YOUR GOAL: The data must be transcribed exactly, with no line missing.

PROVIDED RECORDS:
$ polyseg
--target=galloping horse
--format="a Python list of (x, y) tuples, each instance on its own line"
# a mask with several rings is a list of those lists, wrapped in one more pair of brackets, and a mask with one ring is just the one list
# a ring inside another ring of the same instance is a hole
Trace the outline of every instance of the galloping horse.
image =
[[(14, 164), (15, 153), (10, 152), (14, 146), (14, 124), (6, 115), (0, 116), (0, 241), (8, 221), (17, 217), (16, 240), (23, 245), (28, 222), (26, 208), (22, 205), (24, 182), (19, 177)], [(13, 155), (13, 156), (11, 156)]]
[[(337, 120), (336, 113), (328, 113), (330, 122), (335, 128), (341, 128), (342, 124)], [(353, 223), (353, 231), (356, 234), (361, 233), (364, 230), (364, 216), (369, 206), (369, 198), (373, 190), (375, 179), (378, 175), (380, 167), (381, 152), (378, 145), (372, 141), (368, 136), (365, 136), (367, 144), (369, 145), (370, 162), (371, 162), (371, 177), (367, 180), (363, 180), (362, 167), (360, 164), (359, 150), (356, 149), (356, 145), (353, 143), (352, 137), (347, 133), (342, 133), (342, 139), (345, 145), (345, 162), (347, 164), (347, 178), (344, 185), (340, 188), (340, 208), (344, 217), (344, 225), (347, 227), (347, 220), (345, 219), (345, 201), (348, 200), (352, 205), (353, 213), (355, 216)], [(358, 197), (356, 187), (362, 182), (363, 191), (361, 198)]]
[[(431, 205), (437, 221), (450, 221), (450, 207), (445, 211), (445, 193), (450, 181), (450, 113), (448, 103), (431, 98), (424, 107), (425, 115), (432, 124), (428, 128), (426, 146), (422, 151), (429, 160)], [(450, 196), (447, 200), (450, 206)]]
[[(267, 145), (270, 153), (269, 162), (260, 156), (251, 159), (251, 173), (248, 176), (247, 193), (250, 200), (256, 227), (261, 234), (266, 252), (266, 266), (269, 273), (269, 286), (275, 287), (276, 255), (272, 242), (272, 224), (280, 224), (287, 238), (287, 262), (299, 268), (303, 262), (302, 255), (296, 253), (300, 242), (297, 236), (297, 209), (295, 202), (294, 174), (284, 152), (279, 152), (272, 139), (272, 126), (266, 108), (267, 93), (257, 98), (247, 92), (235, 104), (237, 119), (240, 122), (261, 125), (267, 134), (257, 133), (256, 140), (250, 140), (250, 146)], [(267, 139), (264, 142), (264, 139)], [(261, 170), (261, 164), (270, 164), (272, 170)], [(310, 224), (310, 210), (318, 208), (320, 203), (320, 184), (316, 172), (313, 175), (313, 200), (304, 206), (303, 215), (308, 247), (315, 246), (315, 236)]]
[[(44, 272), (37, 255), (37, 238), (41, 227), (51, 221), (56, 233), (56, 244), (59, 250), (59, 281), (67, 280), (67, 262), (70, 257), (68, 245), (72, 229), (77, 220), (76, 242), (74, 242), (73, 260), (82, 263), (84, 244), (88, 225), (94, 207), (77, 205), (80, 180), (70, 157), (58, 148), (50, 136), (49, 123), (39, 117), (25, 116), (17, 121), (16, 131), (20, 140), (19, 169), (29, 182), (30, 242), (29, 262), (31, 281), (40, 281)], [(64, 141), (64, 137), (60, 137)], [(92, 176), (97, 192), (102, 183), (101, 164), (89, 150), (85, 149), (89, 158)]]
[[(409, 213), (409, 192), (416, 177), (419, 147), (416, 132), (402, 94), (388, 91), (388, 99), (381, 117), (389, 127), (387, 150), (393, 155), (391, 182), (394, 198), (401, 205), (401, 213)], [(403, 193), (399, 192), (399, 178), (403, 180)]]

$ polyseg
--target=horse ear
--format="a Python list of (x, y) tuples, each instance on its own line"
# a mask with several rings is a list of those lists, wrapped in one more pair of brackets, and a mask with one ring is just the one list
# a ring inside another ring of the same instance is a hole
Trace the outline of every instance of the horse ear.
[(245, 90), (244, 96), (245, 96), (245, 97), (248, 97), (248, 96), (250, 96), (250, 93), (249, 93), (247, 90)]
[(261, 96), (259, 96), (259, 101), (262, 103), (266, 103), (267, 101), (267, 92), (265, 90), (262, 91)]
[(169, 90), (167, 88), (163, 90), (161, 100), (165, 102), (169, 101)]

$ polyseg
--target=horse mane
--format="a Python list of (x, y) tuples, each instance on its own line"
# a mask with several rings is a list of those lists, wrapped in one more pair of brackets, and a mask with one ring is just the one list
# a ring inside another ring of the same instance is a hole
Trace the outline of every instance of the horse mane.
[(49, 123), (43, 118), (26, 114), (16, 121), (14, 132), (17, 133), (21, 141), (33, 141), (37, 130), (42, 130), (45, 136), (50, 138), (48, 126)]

RESPONSE TO THIS EXERCISE:
$ polyseg
--target=galloping horse
--format="a Python list of (x, y) tuples, each instance on its own line"
# a mask with several rings is a list of those lists, wrapped in one more pair of brackets, and a mask with one ring is just the one list
# a ring inside another ring of the same instance is a hole
Trace the outline of every instance of the galloping horse.
image =
[[(14, 164), (15, 153), (10, 152), (14, 146), (14, 124), (6, 115), (0, 116), (0, 241), (8, 221), (17, 217), (16, 240), (23, 245), (28, 222), (26, 208), (22, 205), (24, 182), (19, 177)], [(13, 155), (13, 156), (11, 156)]]
[[(337, 120), (336, 113), (328, 113), (330, 122), (335, 128), (341, 128), (342, 124)], [(353, 223), (353, 231), (356, 234), (361, 233), (364, 230), (364, 216), (369, 206), (369, 198), (373, 190), (375, 179), (378, 175), (380, 167), (381, 152), (378, 145), (372, 141), (368, 136), (365, 136), (367, 144), (369, 145), (370, 162), (371, 162), (371, 177), (367, 180), (363, 180), (362, 167), (360, 164), (359, 150), (356, 149), (356, 145), (353, 143), (352, 137), (347, 133), (342, 133), (342, 139), (345, 145), (345, 162), (347, 164), (347, 178), (344, 185), (340, 188), (340, 208), (344, 217), (344, 225), (347, 227), (347, 220), (345, 219), (345, 201), (348, 200), (352, 205), (353, 213), (355, 216)], [(358, 197), (356, 187), (362, 182), (363, 191), (361, 198)]]
[[(431, 205), (437, 221), (450, 221), (450, 207), (445, 211), (445, 193), (450, 181), (450, 113), (448, 103), (431, 98), (424, 107), (425, 115), (432, 124), (428, 128), (426, 146), (422, 151), (429, 160)], [(450, 196), (447, 200), (450, 206)]]
[[(267, 145), (270, 153), (269, 162), (260, 156), (251, 159), (251, 173), (248, 176), (247, 193), (250, 200), (256, 227), (261, 234), (266, 252), (266, 266), (269, 273), (269, 286), (275, 287), (276, 255), (272, 242), (272, 224), (280, 224), (287, 238), (287, 262), (299, 268), (303, 262), (302, 255), (296, 253), (300, 242), (297, 236), (297, 209), (295, 202), (294, 174), (284, 152), (279, 152), (272, 139), (272, 126), (266, 108), (267, 93), (257, 98), (247, 92), (235, 104), (237, 119), (240, 122), (261, 125), (267, 134), (257, 133), (256, 140), (250, 140), (250, 146)], [(267, 139), (264, 142), (264, 139)], [(261, 170), (261, 164), (270, 164), (272, 170)], [(310, 224), (310, 210), (318, 208), (320, 203), (320, 184), (316, 172), (313, 175), (313, 200), (304, 206), (303, 215), (308, 247), (315, 246), (315, 236)]]
[[(44, 272), (37, 255), (37, 238), (41, 227), (51, 221), (56, 233), (56, 244), (59, 250), (59, 281), (67, 280), (67, 262), (70, 257), (68, 245), (72, 229), (77, 220), (76, 242), (74, 242), (73, 260), (82, 263), (84, 244), (88, 225), (94, 207), (77, 205), (80, 180), (70, 157), (58, 148), (50, 136), (49, 123), (39, 117), (25, 116), (17, 121), (16, 131), (20, 140), (19, 169), (29, 182), (30, 242), (29, 262), (31, 281), (40, 281)], [(64, 141), (64, 137), (60, 137)], [(92, 176), (97, 192), (102, 183), (101, 164), (89, 150), (85, 149), (89, 158)]]
[[(409, 213), (409, 192), (416, 177), (419, 147), (416, 132), (402, 94), (388, 91), (388, 99), (381, 117), (389, 127), (387, 150), (393, 155), (391, 182), (394, 198), (401, 205), (401, 213)], [(403, 193), (399, 192), (399, 178), (403, 180)]]

$ polyseg
--target=horse ear
--format="a Python list of (x, y) tuples, each instance on its own line"
# a mask with several rings is a list of those lists, wrapped in one more pair of brackets, and a mask with one ring is just the one list
# a ring inside another ring of the same instance is a hole
Trace the outline of every instance of the horse ear.
[(245, 90), (244, 96), (245, 96), (245, 97), (248, 97), (248, 96), (250, 96), (250, 93), (249, 93), (247, 90)]
[(261, 96), (259, 96), (259, 101), (262, 103), (266, 103), (267, 101), (267, 92), (265, 90), (262, 91)]
[(169, 90), (167, 88), (163, 90), (161, 100), (165, 102), (169, 101)]

$ polyseg
--target=horse mane
--format="a Python list of (x, y) tuples, each instance on its own line"
# a mask with several rings is a list of those lists, wrapped in one more pair of brackets, and a mask with one ring is just the one list
# a ring inside another ring of the same instance is a hole
Trace the outline of every instance of the horse mane.
[(49, 123), (43, 118), (26, 114), (16, 121), (14, 132), (17, 133), (21, 141), (33, 141), (37, 130), (42, 130), (45, 136), (50, 138), (48, 126)]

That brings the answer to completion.